L'été 1998, je le passe à Bruxelles à travailler pour la Commission européenne (direction de la protection des consommateurs), et donc à me lever à houit heures quart. Assez rigolo, la Commission, un univers de gens mo-ti-vés, les true believers de l'euro-qui-simplifie-la-vie. Tout cela semble un peu moins crédible après la réunion où la DG Marché intérieur flingue en 2 minutes l'idée de rendre gratuit le retrait aux distributeurs dans un autre pays de la zone euro.
Cet été est aussi celui où je sors avec Stéphane a.k.a (par mes amis qui veulent suivre) «Les sacs à main». D'où, des allers-retours de l'un et de l'autre entre Bruxelles-Midi/Brussels-Zuid et Paris-Nord. Et aussi, la soirée mémorable de la Coupe du Monde où la serveuse nous donnait le score de France/Croatie (mach à suspens) à chaque plat.
**********
Tâches à réaliser
A – Dans le récit de l'été 1998 à Bruxelles, pourquoi la foi des gens de la Commission semble-t-elle un peu moins crédible ? Répondez en une à trois phrases.
B – Rédigez la suite du récit de l'été 1998 à Bruxelles à partir de sa dernière phrase.
Le matériel ci-dessous ne joue aucun rôle ici.

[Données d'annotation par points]
**********
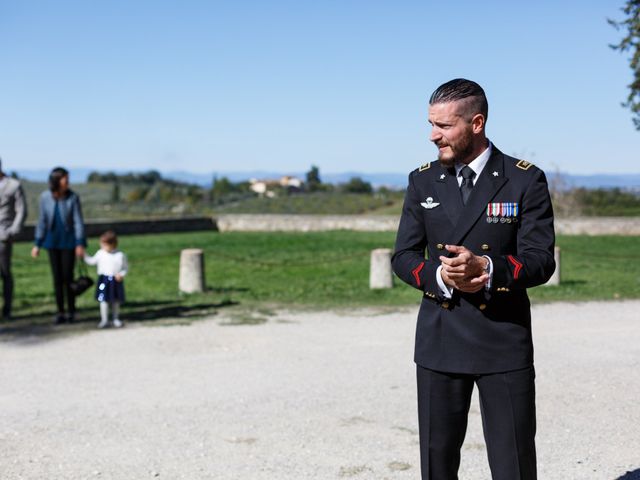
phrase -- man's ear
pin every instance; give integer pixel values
(477, 123)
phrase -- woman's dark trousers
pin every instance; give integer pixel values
(63, 262)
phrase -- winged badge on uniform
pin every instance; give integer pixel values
(429, 203)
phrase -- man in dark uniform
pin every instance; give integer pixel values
(476, 231)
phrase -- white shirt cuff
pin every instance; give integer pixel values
(446, 291)
(490, 272)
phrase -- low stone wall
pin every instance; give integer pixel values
(137, 227)
(306, 223)
(389, 223)
(628, 226)
(316, 223)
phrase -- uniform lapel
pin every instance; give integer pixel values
(491, 180)
(449, 194)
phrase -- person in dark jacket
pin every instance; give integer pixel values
(13, 211)
(476, 231)
(60, 229)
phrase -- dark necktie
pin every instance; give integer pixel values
(467, 183)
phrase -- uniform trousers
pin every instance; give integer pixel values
(507, 406)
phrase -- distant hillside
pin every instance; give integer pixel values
(392, 179)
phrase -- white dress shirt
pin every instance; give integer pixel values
(109, 263)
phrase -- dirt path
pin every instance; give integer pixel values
(305, 395)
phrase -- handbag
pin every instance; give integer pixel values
(83, 282)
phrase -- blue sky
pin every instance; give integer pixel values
(276, 85)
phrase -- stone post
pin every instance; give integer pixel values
(555, 278)
(380, 274)
(191, 270)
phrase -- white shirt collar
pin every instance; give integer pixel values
(478, 163)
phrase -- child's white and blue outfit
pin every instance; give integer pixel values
(109, 292)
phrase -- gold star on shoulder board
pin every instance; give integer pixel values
(524, 165)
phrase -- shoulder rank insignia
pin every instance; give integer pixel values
(524, 165)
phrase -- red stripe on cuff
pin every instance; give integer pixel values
(416, 272)
(517, 266)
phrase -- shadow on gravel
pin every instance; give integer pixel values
(35, 329)
(635, 475)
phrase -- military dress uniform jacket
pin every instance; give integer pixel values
(509, 218)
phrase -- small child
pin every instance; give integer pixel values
(112, 267)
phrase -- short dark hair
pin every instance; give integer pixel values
(461, 89)
(55, 176)
(110, 238)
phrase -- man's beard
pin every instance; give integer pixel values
(460, 153)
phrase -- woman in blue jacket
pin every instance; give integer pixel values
(60, 229)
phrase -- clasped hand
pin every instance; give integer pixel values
(465, 271)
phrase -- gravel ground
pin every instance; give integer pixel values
(323, 395)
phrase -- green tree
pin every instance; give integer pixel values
(357, 185)
(115, 192)
(631, 43)
(313, 179)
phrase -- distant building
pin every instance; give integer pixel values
(268, 187)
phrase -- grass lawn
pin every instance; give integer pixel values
(257, 272)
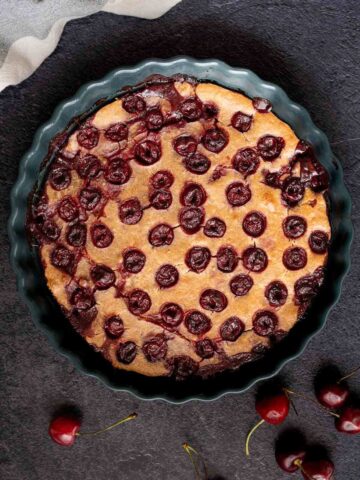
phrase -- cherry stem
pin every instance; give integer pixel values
(249, 435)
(349, 375)
(309, 399)
(190, 451)
(113, 425)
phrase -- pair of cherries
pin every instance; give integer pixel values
(273, 410)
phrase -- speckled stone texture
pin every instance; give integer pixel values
(311, 49)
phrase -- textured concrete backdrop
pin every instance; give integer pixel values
(310, 48)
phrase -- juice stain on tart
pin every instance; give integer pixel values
(182, 228)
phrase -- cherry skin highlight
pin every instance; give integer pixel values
(333, 395)
(317, 469)
(63, 430)
(291, 460)
(349, 421)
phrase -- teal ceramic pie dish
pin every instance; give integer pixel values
(47, 314)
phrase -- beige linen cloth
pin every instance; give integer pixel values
(31, 29)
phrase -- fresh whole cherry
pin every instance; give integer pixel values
(272, 409)
(64, 429)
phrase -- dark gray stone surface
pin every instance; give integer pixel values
(310, 48)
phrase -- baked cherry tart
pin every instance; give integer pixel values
(182, 228)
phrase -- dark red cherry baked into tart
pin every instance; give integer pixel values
(182, 228)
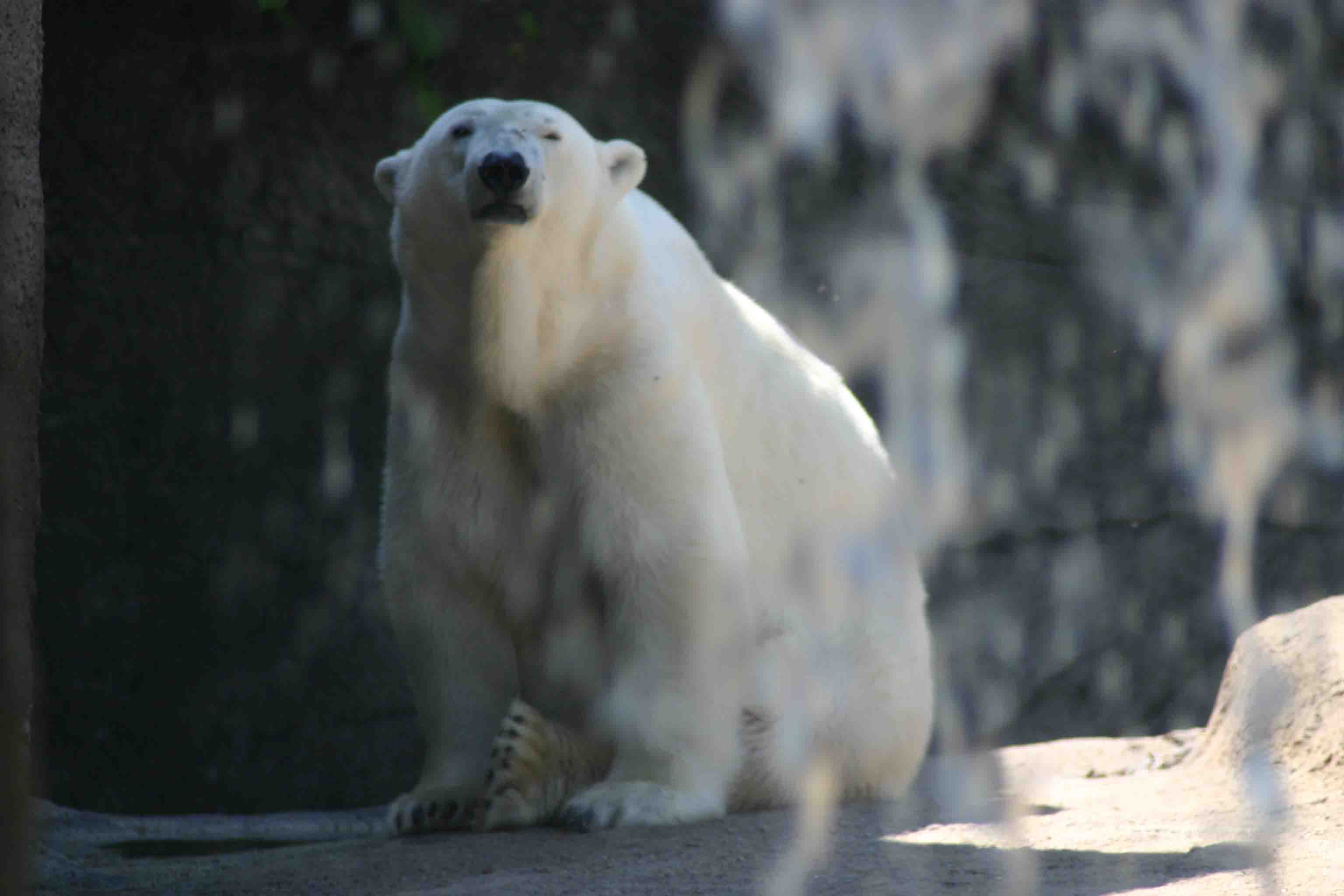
**********
Résultats
A – Elle semble moins crédible à cause d'une réunion où la DG Marché intérieur a écarté en deux minutes l'idée de rendre gratuit le retrait aux distributeurs dans un autre pays de la zone euro.

B –
Eclairé par l'exemple de devanciers aussi brillants qu'Hervé de Charette et François Hollande, je formais depuis longtemps le rêve de cumuler HEC et l'ENA (prononcer éhenna). Du coup, comme l'un ne va pas sans l'autre, je passe le concours de Sciences po en 1998. L'année 1998/99 est profondément pénible (faite d'aller-retour Jouy-en-Josas/rue Saint-Guillaume en autostop), et assez polarde dans l'ensemble (mes camarades d'HEC sont en stage long et je n'ai pas trop de potes à ScPo). En revanche, à la rentrée 1999, je rencontre la bande dynamique qui vient de donner naissance à mousse, asso anti-homophobe de Sciences po. L'année 1999/2000 est donc une forme d'âge d'or associatif (avec les fameuses tables en Péniche du jeudi), qui se double de la rencontre de Pierre «Le Certifié», future star multinominée aux Oscars de mes élégies amoureuses.
Je rate l'ENA une première fois juste après la sortie de Sciences po, mais comme il paraît que «c'est normal», je ne me méfie pas. Quand je rate à nouveau après une prépENA en bonne et due forme, je commence à me poser des questions, notamment celle-ci :
D'autant que j'apprends les résultats des oraux à quatre jours de Noël 2001, ce qui est cool.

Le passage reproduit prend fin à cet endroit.